> _DATA EXCERPTS_:
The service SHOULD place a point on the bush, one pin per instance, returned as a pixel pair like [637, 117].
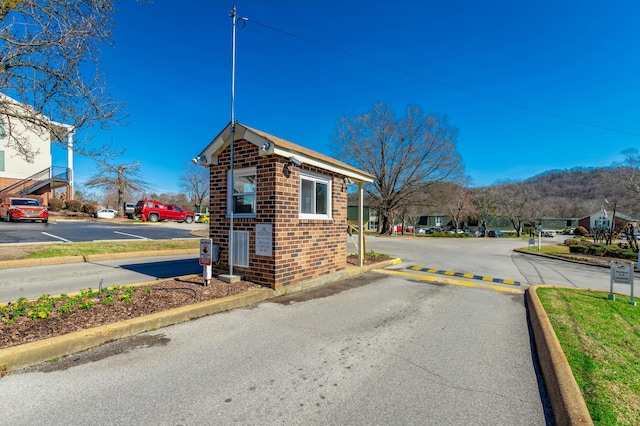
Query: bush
[579, 249]
[73, 205]
[581, 231]
[55, 204]
[89, 208]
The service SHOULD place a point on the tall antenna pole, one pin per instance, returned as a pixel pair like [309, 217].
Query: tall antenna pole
[234, 19]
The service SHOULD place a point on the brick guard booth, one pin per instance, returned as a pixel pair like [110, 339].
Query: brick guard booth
[290, 216]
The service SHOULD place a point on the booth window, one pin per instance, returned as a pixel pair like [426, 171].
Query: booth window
[315, 196]
[243, 197]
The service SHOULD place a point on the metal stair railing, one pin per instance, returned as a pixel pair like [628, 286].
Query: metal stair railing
[38, 180]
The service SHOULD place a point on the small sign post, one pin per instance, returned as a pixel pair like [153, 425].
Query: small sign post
[539, 237]
[621, 273]
[206, 248]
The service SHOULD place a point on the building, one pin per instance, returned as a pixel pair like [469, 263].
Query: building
[602, 220]
[35, 175]
[289, 220]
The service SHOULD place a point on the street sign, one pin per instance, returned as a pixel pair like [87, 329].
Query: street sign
[206, 247]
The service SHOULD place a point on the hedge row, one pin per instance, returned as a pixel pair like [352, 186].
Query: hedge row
[602, 250]
[56, 205]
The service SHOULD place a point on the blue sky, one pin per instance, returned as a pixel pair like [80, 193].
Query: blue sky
[579, 60]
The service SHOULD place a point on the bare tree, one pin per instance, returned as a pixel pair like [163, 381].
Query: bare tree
[195, 182]
[404, 154]
[516, 202]
[459, 206]
[49, 61]
[118, 179]
[485, 201]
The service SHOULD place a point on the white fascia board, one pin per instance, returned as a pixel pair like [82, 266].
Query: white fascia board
[357, 177]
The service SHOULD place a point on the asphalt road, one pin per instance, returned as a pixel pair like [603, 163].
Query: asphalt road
[479, 256]
[495, 258]
[375, 350]
[85, 231]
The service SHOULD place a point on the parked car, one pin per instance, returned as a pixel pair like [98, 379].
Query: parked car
[106, 213]
[495, 234]
[129, 209]
[154, 211]
[202, 217]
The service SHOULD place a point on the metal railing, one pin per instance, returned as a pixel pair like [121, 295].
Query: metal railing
[36, 181]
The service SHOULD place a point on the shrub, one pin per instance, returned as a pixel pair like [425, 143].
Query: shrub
[578, 249]
[580, 231]
[55, 204]
[73, 205]
[89, 208]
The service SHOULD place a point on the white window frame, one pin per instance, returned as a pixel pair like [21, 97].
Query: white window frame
[305, 176]
[249, 171]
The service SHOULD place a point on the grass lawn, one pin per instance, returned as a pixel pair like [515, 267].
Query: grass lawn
[601, 340]
[79, 249]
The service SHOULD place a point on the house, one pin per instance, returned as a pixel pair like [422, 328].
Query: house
[278, 211]
[36, 174]
[600, 219]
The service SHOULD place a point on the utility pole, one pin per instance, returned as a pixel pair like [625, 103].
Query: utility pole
[234, 23]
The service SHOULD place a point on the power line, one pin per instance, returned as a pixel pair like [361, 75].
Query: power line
[441, 83]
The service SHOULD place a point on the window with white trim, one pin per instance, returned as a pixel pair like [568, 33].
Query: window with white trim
[243, 197]
[315, 196]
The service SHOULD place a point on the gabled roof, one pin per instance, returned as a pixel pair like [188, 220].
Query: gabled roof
[269, 145]
[619, 215]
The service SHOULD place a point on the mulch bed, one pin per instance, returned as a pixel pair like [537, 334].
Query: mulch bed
[164, 295]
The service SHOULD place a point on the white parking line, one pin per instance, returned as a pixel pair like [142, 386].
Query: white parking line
[131, 235]
[55, 236]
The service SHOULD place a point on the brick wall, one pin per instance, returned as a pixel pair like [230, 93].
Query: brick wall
[302, 249]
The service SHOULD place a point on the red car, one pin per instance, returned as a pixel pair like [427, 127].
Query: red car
[21, 209]
[154, 211]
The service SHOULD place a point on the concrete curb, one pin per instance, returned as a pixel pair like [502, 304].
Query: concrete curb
[566, 400]
[25, 263]
[22, 356]
[29, 354]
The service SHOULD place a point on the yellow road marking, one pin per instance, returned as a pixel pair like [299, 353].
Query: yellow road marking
[447, 281]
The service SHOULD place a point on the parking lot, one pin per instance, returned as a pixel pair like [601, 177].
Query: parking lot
[83, 231]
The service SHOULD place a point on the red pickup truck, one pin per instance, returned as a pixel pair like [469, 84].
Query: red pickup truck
[154, 211]
[15, 209]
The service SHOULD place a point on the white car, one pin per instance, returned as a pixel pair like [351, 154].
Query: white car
[106, 213]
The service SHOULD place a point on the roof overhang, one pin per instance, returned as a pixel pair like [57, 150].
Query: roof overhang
[270, 145]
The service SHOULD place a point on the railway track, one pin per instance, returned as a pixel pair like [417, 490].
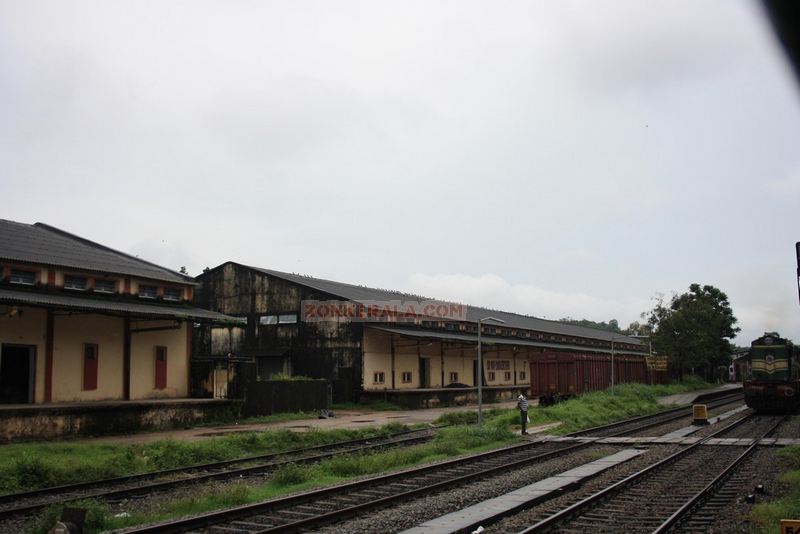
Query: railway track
[661, 495]
[314, 508]
[647, 422]
[165, 480]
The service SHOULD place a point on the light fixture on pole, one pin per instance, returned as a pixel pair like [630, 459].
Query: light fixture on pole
[480, 367]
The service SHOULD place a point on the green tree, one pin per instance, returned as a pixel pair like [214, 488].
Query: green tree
[694, 330]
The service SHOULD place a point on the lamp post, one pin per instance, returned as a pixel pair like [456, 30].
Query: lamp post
[480, 367]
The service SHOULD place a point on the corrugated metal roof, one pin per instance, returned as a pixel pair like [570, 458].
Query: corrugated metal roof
[474, 313]
[490, 340]
[114, 307]
[47, 245]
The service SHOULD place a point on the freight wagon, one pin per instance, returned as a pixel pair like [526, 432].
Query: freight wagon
[556, 375]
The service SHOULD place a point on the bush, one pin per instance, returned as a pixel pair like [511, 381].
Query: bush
[290, 474]
[767, 515]
[31, 472]
[97, 516]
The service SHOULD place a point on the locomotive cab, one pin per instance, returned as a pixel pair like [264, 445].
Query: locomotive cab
[772, 382]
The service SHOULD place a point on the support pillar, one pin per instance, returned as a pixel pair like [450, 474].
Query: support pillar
[48, 357]
[126, 359]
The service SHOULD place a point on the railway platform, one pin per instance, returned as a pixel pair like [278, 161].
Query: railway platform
[347, 419]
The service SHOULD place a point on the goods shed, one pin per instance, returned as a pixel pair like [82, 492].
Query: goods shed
[377, 343]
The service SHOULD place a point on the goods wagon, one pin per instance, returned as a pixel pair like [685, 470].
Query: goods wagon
[556, 375]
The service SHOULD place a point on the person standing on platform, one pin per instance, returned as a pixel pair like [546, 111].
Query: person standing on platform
[522, 406]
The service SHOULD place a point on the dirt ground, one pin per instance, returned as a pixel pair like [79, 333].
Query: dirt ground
[342, 419]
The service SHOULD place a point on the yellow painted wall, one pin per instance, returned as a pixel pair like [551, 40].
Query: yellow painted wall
[70, 332]
[28, 328]
[143, 358]
[377, 358]
[459, 361]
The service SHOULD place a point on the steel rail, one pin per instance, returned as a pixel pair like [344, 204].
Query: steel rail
[550, 521]
[243, 512]
[711, 487]
[10, 497]
[215, 518]
[267, 462]
[672, 415]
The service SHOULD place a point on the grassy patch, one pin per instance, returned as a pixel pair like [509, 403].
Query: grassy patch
[291, 477]
[31, 466]
[373, 405]
[590, 409]
[766, 516]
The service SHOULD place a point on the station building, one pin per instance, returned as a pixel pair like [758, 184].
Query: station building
[376, 343]
[82, 322]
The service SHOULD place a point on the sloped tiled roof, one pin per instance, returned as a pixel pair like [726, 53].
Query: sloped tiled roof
[474, 313]
[43, 244]
[115, 306]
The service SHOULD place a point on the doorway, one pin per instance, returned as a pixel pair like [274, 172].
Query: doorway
[17, 373]
[424, 372]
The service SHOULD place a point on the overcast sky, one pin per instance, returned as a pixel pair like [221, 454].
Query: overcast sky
[548, 158]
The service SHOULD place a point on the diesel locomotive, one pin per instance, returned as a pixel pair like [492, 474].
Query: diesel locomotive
[773, 380]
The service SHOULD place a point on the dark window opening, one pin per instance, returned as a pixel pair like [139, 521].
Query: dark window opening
[105, 286]
[161, 367]
[25, 278]
[173, 293]
[77, 283]
[90, 366]
[148, 292]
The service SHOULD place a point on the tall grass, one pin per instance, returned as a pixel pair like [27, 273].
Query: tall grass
[587, 410]
[292, 477]
[766, 516]
[31, 466]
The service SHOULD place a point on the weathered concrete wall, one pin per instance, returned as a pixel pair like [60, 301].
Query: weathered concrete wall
[430, 398]
[317, 350]
[266, 397]
[27, 328]
[51, 422]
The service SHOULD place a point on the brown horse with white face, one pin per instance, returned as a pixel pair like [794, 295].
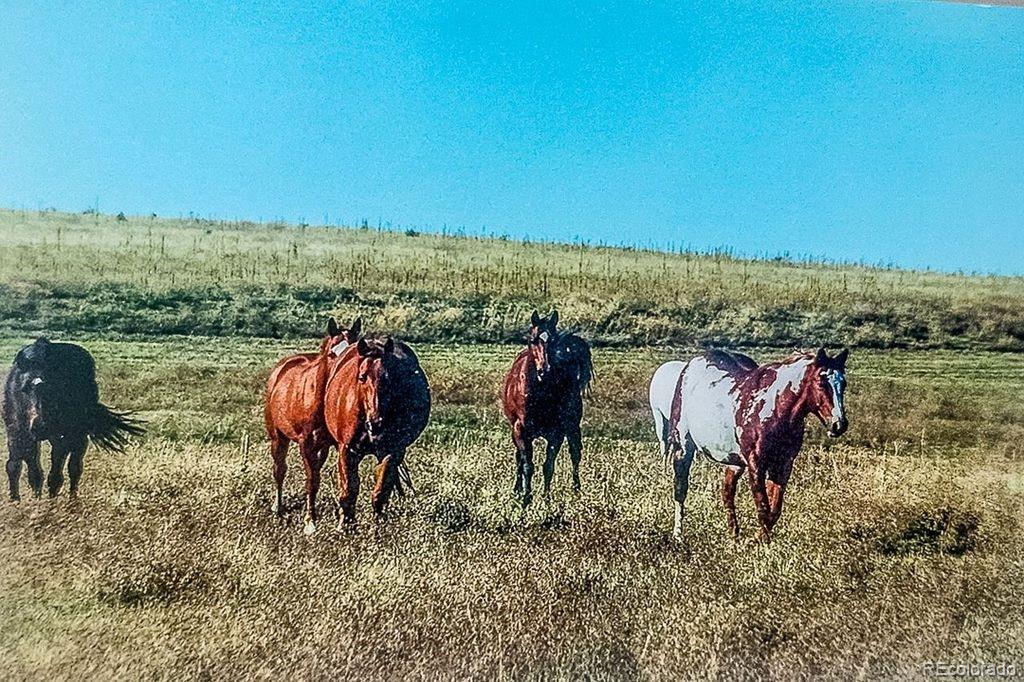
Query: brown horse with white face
[294, 412]
[543, 397]
[377, 402]
[745, 418]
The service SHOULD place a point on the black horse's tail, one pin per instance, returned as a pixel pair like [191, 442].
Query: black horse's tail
[111, 429]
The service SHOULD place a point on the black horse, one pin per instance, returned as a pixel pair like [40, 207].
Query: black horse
[51, 394]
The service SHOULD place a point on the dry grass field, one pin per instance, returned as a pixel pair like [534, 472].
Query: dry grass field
[900, 543]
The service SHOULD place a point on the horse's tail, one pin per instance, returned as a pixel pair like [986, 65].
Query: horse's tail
[675, 414]
[586, 370]
[111, 429]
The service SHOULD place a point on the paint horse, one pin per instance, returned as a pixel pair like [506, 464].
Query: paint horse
[745, 418]
[51, 394]
[377, 402]
[294, 412]
[543, 396]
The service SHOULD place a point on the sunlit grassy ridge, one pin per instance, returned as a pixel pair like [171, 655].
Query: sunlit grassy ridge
[151, 275]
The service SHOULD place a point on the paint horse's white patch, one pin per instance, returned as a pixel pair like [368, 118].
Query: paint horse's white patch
[709, 411]
[663, 387]
[787, 377]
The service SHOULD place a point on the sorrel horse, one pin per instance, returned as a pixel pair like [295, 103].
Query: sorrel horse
[377, 402]
[51, 394]
[543, 397]
[294, 411]
[745, 417]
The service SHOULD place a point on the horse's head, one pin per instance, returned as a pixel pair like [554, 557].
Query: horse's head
[35, 390]
[826, 377]
[372, 379]
[339, 339]
[543, 334]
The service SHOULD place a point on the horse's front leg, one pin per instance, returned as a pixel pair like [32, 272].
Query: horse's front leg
[775, 485]
[279, 454]
[757, 474]
[729, 498]
[520, 440]
[312, 461]
[348, 484]
[20, 448]
[576, 454]
[681, 462]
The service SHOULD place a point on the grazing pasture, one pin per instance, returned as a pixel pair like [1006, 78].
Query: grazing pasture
[901, 542]
[152, 275]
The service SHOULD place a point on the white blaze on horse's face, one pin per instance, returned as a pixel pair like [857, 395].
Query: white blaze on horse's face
[836, 380]
[709, 411]
[787, 377]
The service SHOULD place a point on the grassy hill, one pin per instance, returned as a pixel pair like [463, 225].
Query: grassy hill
[900, 543]
[143, 275]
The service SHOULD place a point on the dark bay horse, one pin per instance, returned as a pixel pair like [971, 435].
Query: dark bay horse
[745, 417]
[377, 402]
[543, 397]
[294, 412]
[51, 394]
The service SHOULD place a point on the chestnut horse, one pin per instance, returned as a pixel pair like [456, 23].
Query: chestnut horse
[543, 396]
[294, 411]
[377, 402]
[51, 394]
[745, 417]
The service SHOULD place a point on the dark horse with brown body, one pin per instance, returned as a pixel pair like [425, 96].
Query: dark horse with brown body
[294, 412]
[51, 394]
[377, 402]
[543, 397]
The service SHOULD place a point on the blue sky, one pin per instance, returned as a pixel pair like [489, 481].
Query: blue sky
[888, 132]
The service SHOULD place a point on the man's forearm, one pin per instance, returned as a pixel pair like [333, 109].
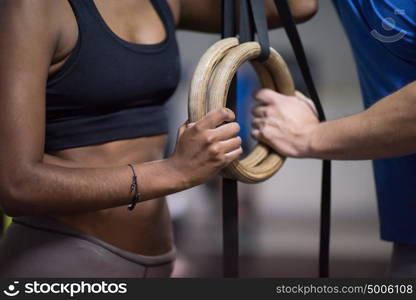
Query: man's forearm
[387, 129]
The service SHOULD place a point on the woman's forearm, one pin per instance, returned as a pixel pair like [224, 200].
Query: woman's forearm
[387, 129]
[50, 189]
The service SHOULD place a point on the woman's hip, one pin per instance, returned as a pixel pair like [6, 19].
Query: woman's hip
[42, 247]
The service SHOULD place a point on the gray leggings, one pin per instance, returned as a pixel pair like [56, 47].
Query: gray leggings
[42, 247]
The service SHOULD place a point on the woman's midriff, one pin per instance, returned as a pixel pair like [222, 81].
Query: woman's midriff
[147, 229]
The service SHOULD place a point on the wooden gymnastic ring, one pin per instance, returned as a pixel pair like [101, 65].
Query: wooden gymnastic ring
[209, 90]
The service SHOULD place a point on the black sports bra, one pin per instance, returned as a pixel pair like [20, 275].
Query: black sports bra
[110, 89]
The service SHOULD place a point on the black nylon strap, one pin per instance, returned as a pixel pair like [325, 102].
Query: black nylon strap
[292, 32]
[229, 187]
[253, 20]
[260, 22]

> _GIVEN INSTRUCTION_: Could you give again exactly the lines from the line containing "The service SHOULD place a point on the woman's forearm, one" through the final line of the data above, and no others?

> _THE RESPONSE_:
The service SHOULD place a point on the woman's forearm, one pin per instance, returned as a pixel pair like [224, 200].
Query: woman's forearm
[387, 129]
[50, 189]
The service SHOULD place a point on the woman's hip, one pin per instance, returned as a pixel pair like [6, 19].
Query: woman's hip
[42, 247]
The service SHOULD place a point on the gray leggings, one pin per instance, returned as a pixel pair like [56, 47].
Query: gray leggings
[42, 247]
The service SHOULD place a point on the woman's midriff, one pin per instance, returned as a pixel pair like [222, 81].
Query: woman's midriff
[147, 229]
The service SHOULD place a point on the wooden gymnastic ring, one pin per instance, returned as a pixel pair like [101, 65].
Query: wooden gymnastic ring
[209, 90]
The service SHOULD place a point on the black sports bra, one pin per instance, returned as a pixel pair like [20, 275].
Query: black sports bra
[110, 89]
The service SHOULD place a point on the black nylon strap, one pin per instance, returned as a pixel pair like [325, 102].
Query: black nylon strap
[292, 32]
[229, 187]
[253, 20]
[260, 22]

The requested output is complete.